═════ Extract to read

3. Build Index: After collecting all the data, search-engines build an index to store that data
So that user can access pages quickly. Different search-engines use different approach for indexing. Due to– this fact the different search-engines give different results for the same query. Some important considerations for building indexes include: the frequency of a term of appearing in a web-page, part of a web-page where that term appears, font-size of a term (whether capitalized or not). In fact, Google ranks a page higher if more number of pages vote (having links) to that particular page.
4. Data Encoding: Before storing the indexing information in databases, it is encoded into reduced size to speed up the response time of particular search-engine.
5. Store Data: the last step is to store this indexing information into databases.
1.7.2 Human-powered directories
A human-powered directory, such as the Open Directory Project depends on humans for its listings. (Yahoo!, which used to be a directory, now gets its information from the use of crawlers.) A directory gets its information from submissions, which include a short description to the directory for the entire site, or from editors who write one for sites they review. A search looks for matches only in the descriptions submitted. Changing web pages, therefore, has no effect on how they are listed. Techniques that are useful for improving a listing with a search engine have nothing to do with improving a listing in a directory. The only exception is that a good site, with good content, might be more likely to get reviewed for free than a poor site .
Open Directory is one such directory and submission depends on a human to actually submit a website. The submitter must provide website information including a proper title and description. Open Directory’s editors may write their own description of our site, or re-write the information submitted. They have total control over our submission.
When we submit a website to a human-powered directory I must follow the rules and regulations set forth by that specific directory. While following its directives, we must submit the most appropriate information needed by potential internet users. A good site with good content has a greater chance of being reviewed and accepted by a human-powered directory.
Human Search Method
From Bessed’s perspective, a human-powered search engine finds useful sites, attempts to rank them by usefulness, and attempts to find answers for “long-tail” searches that a directory never would. A human-powered search engine also doesn’t care about hierarchies — there’s no infrastructure that says we have to drill down to Business and Industry_Apparel_Shoes_Crocs in order to find sites that sell Crocs. We just create a list of sites where I can find Crocs, which is all I want from the searcher perspective. Also, our goal is to update searches to weed out dated material that would sit in a directory forever. And we would never charge for inclusion .

══════════

#### [Direction 1]
In the passage on search engines and directories, why does changing a web page have no effect on how that page is listed in a human-powered directory? Answer in one to three sentences.

═════ Information given

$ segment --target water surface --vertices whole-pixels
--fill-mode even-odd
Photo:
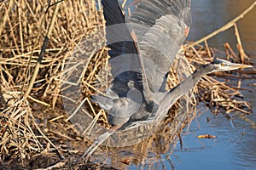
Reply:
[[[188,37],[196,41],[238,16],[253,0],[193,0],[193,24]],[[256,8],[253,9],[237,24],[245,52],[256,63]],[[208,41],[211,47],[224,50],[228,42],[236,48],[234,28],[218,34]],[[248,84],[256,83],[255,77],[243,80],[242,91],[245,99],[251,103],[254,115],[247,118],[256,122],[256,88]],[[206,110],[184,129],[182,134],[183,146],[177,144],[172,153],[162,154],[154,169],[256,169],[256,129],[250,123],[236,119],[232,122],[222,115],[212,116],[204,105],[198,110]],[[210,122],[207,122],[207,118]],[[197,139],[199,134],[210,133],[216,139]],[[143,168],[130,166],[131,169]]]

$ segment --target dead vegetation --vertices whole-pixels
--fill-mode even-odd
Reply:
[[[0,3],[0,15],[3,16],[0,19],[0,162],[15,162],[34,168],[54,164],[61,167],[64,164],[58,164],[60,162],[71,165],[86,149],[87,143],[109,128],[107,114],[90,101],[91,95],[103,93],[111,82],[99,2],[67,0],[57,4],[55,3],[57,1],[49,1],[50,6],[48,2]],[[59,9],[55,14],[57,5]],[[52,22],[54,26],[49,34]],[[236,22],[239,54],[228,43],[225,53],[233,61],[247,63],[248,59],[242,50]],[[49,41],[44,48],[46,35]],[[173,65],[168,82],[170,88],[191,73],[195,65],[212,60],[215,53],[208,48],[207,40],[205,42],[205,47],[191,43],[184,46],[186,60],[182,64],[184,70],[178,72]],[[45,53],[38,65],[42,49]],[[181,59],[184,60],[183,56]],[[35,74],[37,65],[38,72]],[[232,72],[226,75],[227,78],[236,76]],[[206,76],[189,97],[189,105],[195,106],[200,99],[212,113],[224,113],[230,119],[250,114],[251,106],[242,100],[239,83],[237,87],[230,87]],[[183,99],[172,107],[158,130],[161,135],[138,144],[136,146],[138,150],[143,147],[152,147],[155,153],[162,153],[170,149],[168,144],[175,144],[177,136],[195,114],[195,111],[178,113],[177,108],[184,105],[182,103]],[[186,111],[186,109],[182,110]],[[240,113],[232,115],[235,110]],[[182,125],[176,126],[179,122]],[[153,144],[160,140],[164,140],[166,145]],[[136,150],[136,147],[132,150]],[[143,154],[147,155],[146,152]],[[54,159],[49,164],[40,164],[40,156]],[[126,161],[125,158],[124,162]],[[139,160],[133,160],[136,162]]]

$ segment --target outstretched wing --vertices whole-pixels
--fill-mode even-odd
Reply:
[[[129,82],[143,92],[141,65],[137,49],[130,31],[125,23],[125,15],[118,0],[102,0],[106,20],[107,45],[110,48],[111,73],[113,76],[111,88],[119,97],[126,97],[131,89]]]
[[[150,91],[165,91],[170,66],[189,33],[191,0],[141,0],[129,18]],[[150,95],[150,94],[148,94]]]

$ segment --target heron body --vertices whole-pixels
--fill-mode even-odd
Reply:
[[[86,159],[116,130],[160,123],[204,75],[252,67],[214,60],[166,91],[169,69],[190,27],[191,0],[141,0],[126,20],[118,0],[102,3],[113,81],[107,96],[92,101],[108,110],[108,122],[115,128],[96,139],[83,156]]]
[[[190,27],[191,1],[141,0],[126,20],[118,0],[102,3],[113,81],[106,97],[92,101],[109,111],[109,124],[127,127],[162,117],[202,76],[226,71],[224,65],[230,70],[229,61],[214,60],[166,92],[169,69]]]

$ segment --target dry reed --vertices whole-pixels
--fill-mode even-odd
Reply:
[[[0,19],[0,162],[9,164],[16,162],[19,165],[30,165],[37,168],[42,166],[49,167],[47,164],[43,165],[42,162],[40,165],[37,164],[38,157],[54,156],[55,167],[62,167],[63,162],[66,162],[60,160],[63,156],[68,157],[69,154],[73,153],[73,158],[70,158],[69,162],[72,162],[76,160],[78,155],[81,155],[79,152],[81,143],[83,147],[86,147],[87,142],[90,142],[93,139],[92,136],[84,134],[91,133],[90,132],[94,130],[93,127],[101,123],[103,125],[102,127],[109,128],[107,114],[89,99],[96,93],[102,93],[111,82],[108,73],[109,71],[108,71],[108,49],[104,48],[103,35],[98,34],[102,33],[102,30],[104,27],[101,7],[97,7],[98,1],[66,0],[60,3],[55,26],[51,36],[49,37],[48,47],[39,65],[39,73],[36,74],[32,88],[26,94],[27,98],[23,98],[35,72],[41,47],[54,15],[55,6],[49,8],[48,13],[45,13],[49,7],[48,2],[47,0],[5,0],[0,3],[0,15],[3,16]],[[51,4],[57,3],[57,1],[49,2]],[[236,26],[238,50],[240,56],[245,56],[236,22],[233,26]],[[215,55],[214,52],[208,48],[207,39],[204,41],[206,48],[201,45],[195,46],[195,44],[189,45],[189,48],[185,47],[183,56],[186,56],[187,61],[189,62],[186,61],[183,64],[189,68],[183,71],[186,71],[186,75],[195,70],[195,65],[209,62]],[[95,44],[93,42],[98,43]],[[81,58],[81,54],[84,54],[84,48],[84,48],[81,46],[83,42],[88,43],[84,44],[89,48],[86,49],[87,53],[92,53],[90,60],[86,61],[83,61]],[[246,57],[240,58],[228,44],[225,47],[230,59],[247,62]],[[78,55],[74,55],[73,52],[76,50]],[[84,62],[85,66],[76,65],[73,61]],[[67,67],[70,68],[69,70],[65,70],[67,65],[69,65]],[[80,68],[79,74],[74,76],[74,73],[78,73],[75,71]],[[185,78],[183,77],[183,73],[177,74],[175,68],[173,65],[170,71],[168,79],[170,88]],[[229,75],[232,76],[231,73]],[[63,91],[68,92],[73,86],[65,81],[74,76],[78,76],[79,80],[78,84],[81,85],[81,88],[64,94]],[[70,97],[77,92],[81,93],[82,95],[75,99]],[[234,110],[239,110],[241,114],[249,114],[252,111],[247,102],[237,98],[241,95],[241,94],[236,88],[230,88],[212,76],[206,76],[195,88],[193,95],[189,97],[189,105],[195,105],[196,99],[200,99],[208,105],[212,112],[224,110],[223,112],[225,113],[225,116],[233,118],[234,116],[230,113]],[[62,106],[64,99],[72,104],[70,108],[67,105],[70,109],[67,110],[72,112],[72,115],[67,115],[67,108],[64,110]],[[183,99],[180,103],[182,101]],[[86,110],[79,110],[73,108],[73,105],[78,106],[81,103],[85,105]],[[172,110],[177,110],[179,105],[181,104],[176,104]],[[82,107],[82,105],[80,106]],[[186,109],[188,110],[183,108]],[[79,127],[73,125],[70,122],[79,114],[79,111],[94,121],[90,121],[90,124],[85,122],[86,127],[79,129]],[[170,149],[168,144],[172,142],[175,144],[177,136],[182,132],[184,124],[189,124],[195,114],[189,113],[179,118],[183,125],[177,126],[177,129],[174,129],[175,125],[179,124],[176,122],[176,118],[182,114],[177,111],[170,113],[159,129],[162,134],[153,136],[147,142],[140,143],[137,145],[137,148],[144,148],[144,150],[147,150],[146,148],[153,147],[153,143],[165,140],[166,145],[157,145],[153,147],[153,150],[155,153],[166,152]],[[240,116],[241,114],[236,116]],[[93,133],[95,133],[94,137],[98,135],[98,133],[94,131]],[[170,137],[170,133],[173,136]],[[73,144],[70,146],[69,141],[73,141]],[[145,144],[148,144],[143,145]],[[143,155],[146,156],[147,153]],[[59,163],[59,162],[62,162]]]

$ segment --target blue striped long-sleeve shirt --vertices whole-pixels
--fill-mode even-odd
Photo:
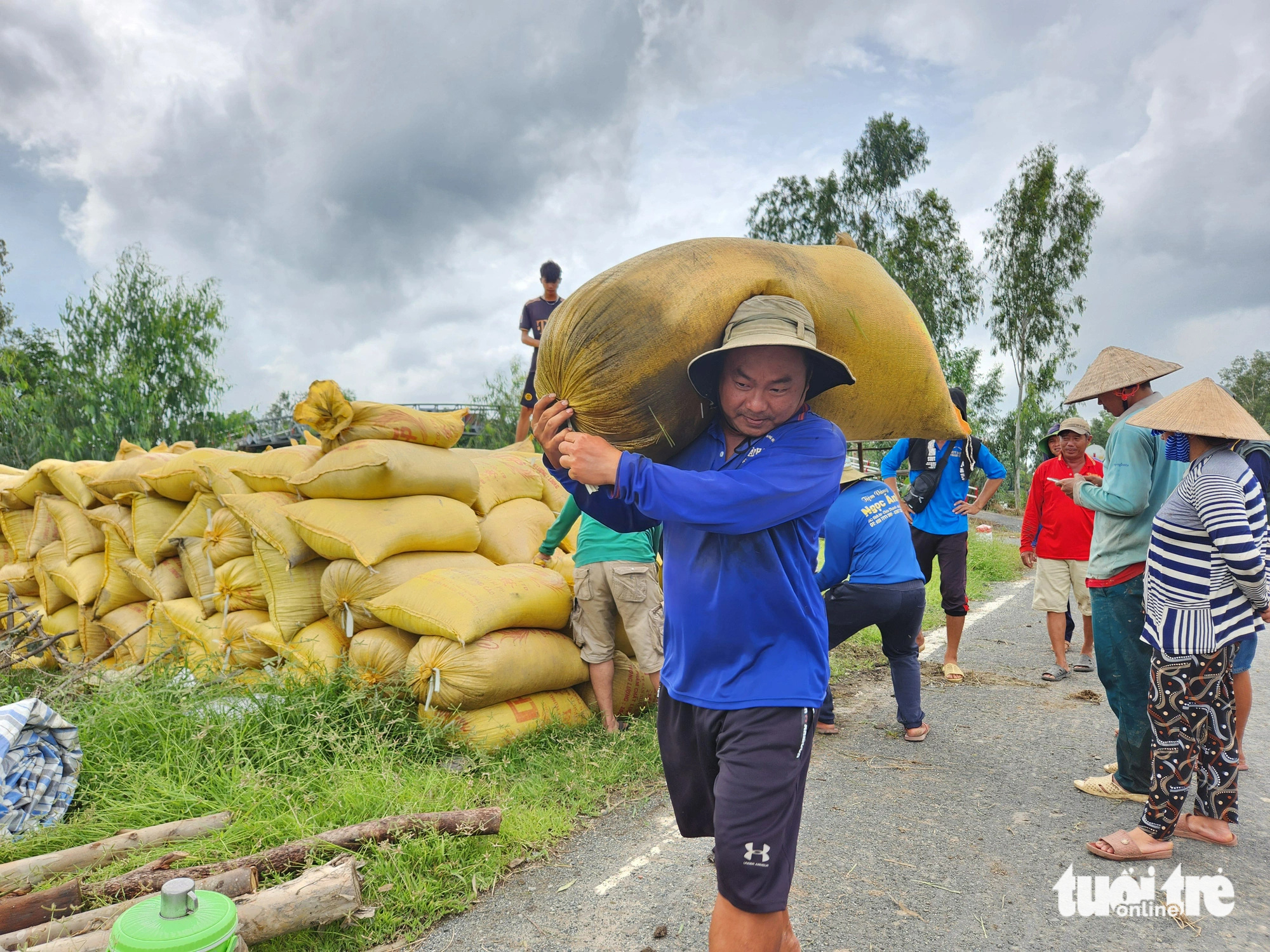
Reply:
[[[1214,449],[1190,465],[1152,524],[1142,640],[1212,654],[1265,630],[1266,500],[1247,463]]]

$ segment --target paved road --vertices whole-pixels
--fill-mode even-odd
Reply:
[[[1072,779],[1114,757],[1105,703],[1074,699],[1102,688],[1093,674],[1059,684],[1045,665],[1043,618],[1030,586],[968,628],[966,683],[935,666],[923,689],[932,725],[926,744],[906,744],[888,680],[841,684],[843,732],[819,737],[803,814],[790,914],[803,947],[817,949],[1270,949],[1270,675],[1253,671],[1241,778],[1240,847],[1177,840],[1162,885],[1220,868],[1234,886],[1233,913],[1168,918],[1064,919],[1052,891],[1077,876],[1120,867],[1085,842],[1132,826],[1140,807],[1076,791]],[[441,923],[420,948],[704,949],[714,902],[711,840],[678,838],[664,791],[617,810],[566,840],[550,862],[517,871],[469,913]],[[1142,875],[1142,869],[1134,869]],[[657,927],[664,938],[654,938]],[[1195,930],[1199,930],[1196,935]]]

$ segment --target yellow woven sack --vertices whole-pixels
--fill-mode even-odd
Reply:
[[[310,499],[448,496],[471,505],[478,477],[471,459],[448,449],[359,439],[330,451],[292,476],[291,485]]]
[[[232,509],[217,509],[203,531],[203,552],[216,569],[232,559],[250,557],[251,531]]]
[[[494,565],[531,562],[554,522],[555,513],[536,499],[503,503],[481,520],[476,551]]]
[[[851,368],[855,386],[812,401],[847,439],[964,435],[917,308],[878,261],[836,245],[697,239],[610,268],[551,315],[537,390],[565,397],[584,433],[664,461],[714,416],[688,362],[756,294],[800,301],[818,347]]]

══════════

#### [Direction 2]
Identify each line of the entries that contains the string "target".

#### [Task answer 1]
A search in a directory looks for matches only in the descriptions that were submitted. Those descriptions come from submitters or from the directory's editors, not from the pages themselves. Changing the pages therefore does not change the listing.

#### [Task answer 2]
$ segment --target water surface --vertices whole-pixels
$ segment --target dead vegetation --vertices whole-pixels
$ segment --target outstretched wing --vertices whole-pixels
$ segment --target heron body --vertices whole-pixels
$ segment --target dry reed --vertices whole-pixels
$ segment --target blue striped long-sleeve shirt --vertices whole-pixels
$ segment --target paved road --vertices whole-pixels
$ segment --target yellow woven sack --vertices whole-pixels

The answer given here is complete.